EXERCISES:
A. According to the Mayuzumi review, who were Mayuzumi's teachers at Tokyo University?
B. Retype the Mayuzumi review between "Toshiro Mayuzumi may" and "of ancient Japan.", inclusive.

SELECTED EXTRACT:
Start

Toshiro Mayuzumi may
be best known to music-lovers in the
West as the writer of at least one Biblical
film score for Hollywood. In addition
however there are symphonies, other
orchestral works, electronic pieces,
operas and even musicals. He studied
with Ifukube and Ikenouchi at Tokyo
University and emerged equipped to adopt
Western avant-garde paraphernalia to
express Buddhist values and the musical
traditions of ancient Japan.
This is the first time
I have encountered his music although
I have certainly heard of his symphonies.
The Pieces for Prepared Piano
and Strings is a work conducted
by Whitney and has Benjamin Owen as
the solo pianist. The score prescribes
in detail the insert of bolts or screws
of various sizes inside the piano as
well as two pieces of rubber. Around
the surprisingly varied textures thus
extracted from the piano wisps of sound
are conjured in a spare and diaphanous
skein from the orchestra. Fragments
of ideas rise and fall away all the
time. Longer lines are suggested, insinuated
but not fully stated - it’s all very
subtle and minimal. Five years later
Mayuzumi wrote the twenty minute continuous
20 minute tone poem Samsara.

End

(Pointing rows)
Start

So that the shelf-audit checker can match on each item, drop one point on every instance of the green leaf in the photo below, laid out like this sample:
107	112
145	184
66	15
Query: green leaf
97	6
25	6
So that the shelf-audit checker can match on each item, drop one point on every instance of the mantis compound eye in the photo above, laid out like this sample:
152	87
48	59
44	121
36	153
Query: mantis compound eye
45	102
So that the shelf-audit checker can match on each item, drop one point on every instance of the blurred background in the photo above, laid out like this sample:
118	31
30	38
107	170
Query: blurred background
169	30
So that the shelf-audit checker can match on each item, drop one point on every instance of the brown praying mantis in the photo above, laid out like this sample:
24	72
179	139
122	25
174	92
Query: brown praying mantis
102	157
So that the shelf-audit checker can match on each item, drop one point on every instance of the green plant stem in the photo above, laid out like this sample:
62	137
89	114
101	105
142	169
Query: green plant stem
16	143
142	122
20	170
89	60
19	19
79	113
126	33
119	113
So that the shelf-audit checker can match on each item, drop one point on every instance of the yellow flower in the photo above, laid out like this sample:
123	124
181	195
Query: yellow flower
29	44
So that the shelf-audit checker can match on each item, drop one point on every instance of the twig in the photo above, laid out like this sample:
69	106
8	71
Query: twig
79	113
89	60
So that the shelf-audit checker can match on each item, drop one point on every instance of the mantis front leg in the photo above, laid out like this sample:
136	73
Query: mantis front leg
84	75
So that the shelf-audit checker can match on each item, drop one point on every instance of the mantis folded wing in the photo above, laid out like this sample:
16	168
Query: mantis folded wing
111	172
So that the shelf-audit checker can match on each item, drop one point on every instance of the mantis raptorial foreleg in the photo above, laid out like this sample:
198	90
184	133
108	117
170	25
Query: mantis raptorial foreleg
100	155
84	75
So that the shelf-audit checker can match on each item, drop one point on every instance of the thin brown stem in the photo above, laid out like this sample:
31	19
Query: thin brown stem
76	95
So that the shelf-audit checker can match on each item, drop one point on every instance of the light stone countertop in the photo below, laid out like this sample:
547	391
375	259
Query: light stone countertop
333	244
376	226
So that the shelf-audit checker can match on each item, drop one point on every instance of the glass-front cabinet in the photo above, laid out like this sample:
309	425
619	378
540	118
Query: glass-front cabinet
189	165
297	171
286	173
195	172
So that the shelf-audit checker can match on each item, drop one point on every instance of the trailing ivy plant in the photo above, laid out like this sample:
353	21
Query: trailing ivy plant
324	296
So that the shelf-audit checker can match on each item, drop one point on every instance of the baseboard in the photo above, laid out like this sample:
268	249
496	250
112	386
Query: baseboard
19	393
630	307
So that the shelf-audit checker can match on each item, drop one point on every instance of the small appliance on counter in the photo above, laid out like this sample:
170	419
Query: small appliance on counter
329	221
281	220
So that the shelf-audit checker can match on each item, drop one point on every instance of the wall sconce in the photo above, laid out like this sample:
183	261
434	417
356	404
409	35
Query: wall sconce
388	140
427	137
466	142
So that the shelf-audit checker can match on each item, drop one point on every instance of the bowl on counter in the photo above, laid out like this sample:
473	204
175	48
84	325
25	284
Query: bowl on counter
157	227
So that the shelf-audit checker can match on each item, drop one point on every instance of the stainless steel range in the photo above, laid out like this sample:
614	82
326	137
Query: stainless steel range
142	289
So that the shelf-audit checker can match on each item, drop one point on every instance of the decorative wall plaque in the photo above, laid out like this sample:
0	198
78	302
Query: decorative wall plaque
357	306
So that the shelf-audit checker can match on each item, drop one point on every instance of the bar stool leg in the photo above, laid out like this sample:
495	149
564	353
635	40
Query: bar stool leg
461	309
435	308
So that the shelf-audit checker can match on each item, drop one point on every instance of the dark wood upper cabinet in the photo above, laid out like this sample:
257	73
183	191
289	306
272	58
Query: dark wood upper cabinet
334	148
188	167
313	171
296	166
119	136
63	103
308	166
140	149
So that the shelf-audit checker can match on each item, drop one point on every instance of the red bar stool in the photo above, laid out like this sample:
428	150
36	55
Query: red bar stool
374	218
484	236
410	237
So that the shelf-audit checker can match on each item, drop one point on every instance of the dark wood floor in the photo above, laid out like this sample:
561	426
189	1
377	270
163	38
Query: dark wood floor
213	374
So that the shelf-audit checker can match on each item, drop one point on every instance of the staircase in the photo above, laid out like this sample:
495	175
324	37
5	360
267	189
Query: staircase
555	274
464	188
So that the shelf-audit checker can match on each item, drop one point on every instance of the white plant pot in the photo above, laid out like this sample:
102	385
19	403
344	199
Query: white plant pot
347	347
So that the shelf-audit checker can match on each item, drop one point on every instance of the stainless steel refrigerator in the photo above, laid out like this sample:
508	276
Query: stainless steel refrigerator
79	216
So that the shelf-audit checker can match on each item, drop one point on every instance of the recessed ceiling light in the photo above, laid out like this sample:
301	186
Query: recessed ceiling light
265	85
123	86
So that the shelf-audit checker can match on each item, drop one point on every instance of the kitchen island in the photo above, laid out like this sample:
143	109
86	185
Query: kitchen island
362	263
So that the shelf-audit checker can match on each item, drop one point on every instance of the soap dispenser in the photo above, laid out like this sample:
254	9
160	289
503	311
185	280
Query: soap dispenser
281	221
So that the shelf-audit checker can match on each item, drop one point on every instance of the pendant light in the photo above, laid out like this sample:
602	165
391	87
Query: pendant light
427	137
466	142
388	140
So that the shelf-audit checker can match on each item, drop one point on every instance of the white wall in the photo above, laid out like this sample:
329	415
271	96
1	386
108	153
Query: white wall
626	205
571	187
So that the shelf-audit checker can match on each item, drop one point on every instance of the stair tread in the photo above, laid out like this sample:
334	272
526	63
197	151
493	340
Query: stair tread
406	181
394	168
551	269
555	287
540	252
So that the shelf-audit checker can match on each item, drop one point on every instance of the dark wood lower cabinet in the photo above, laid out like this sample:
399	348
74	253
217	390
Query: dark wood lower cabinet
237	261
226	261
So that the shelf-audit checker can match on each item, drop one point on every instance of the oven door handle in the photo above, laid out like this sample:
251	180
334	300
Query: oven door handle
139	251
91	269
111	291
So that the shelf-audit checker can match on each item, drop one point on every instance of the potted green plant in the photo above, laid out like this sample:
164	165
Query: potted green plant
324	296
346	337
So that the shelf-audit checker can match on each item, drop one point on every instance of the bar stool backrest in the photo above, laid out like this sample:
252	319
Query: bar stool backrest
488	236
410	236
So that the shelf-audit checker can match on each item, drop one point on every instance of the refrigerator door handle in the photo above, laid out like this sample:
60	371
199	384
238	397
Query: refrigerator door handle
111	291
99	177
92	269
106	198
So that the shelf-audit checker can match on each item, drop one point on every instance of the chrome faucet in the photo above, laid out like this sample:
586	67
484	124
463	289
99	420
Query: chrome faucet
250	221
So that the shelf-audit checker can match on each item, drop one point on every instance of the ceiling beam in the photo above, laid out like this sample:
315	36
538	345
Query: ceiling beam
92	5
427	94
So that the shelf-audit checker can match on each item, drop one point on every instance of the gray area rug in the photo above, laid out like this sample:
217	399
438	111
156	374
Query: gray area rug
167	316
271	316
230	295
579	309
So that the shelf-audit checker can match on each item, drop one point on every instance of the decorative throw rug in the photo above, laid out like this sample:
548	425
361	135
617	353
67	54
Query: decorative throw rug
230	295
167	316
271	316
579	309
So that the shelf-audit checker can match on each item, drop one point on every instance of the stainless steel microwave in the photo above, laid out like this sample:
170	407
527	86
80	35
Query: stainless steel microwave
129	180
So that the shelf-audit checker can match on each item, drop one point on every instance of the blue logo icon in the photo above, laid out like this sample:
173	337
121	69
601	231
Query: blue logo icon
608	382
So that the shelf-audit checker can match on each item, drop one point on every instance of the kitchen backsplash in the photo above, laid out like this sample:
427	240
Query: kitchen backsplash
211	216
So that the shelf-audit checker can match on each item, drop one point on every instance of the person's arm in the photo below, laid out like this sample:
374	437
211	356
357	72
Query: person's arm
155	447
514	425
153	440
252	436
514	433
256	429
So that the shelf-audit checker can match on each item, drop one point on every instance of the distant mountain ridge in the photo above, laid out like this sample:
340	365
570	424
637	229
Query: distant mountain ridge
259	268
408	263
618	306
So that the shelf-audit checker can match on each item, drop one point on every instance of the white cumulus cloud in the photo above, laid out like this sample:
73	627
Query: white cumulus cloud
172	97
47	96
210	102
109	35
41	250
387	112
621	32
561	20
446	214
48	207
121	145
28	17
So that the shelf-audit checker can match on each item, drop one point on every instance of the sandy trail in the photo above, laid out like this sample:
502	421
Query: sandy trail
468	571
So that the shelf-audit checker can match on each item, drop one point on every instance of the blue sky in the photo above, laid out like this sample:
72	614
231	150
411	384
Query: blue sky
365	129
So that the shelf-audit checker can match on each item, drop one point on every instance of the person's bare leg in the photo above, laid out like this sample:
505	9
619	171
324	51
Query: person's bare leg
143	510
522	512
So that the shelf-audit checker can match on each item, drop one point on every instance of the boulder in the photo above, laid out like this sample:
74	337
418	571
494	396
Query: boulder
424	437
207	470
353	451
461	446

End

ANSWERS IN ORDER:
A. Ifukube and Ikenouchi

B.
Toshiro Mayuzumi may
be best known to music-lovers in the
West as the writer of at least one Biblical
film score for Hollywood. In addition
however there are symphonies, other
orchestral works, electronic pieces,
operas and even musicals. He studied
with Ifukube and Ikenouchi at Tokyo
University and emerged equipped to adopt
Western avant-garde paraphernalia to
express Buddhist values and the musical
traditions of ancient Japan.